• _AVAILABLE DATA_:
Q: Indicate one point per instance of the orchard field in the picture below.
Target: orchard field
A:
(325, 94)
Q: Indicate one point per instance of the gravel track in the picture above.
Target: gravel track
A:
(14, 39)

...

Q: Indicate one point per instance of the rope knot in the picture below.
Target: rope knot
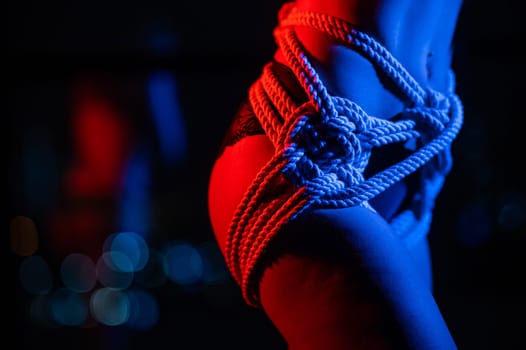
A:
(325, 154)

---

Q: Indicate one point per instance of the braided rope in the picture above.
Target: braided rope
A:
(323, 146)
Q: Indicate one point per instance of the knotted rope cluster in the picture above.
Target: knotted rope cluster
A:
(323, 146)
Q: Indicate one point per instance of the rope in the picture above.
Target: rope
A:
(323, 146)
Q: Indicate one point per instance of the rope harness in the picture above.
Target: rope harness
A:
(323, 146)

• _DIRECTIONS_: Determine the number of lines in these entries that contain the word "below", and write only that number.

• _TASK RESULT_: 2